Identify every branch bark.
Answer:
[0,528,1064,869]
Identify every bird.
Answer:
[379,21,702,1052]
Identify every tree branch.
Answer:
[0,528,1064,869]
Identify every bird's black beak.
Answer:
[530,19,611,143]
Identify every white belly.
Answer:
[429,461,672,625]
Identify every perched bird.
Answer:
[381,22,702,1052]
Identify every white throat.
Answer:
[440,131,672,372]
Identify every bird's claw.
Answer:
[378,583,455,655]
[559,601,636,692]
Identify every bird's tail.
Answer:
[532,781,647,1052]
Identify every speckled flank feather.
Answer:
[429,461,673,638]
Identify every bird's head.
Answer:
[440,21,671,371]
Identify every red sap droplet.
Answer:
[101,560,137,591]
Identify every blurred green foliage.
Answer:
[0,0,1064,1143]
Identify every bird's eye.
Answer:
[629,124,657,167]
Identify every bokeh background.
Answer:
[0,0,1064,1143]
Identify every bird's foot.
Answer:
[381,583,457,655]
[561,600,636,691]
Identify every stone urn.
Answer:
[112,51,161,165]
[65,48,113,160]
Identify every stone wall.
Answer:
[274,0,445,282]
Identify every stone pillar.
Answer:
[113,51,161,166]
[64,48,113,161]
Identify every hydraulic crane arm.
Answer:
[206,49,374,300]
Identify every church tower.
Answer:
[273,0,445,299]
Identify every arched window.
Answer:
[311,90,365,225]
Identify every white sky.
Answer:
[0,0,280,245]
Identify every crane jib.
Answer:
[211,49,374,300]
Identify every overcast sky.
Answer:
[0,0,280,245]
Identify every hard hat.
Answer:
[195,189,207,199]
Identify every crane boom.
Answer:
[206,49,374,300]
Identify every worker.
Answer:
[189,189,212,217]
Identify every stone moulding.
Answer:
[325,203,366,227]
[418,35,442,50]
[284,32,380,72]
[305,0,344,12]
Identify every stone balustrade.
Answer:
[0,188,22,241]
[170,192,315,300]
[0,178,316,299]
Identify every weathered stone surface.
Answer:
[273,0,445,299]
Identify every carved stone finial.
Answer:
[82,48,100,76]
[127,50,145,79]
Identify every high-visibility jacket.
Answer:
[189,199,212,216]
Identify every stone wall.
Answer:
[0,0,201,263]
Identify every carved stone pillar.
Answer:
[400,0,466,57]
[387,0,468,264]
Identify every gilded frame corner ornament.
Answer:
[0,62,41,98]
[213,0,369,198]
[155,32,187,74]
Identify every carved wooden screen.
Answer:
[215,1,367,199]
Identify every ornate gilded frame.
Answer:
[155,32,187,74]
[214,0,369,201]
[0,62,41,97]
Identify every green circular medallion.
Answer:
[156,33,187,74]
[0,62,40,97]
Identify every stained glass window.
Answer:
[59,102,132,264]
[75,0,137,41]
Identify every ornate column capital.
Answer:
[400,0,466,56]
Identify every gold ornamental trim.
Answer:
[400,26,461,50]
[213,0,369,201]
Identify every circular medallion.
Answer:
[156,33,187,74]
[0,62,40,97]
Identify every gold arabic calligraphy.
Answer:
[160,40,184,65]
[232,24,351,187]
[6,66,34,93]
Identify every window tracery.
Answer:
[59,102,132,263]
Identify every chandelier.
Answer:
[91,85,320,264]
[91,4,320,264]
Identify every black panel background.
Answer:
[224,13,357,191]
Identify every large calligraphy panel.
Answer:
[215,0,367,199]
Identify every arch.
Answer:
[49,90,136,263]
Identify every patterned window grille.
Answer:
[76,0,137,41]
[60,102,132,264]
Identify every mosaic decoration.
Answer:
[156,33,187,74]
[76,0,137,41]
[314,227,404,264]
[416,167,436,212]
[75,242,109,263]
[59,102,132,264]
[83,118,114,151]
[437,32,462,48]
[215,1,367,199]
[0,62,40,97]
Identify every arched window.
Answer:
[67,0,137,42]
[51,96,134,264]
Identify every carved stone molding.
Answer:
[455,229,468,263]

☆ ☆ ☆ ☆

### What you should do
Rescale the lines from the one with "Identify every green circular medallion." through the end of the material, both ends included, and give only those lines again, requests and all. Multiply every bounding box coordinate in the answers by 0.3 and round to whole numbers, with halves rounding up.

### Result for this exercise
Identify every green circular medallion.
Answer:
[47,10,56,22]
[0,19,12,29]
Identify every stained glass window.
Answer:
[18,31,40,79]
[23,0,41,12]
Identify every ornate column capital.
Answer:
[120,0,140,17]
Identify every gold ornamental trim.
Answer:
[120,8,138,15]
[64,0,111,60]
Identify every circular medallion.
Answer:
[47,10,56,22]
[0,19,12,29]
Identify every gold arabic calligraphy.
Answer:
[48,12,55,20]
[70,7,105,56]
[2,20,10,28]
Identify every window tracery.
Answer:
[18,31,40,79]
Identify every chandelier.
Answer:
[27,26,96,79]
[27,1,96,79]
Identify every black panel background.
Answer:
[67,4,107,57]
Identify every large calligraphy panel.
Answer:
[65,0,110,60]
Identify every arch.
Answer:
[15,27,41,79]
Identify every patterned window grille.
Answer:
[23,0,41,12]
[18,31,40,79]
Identify every mosaic decoration.
Answer:
[47,10,56,22]
[23,0,41,12]
[94,68,121,79]
[125,50,131,64]
[23,73,33,79]
[18,31,40,79]
[25,35,34,45]
[131,10,139,14]
[65,0,110,60]
[0,19,12,29]
Identify every arched window.
Answer:
[20,0,41,13]
[15,29,40,79]
Identify every carved stone molding.
Answer:
[137,69,140,79]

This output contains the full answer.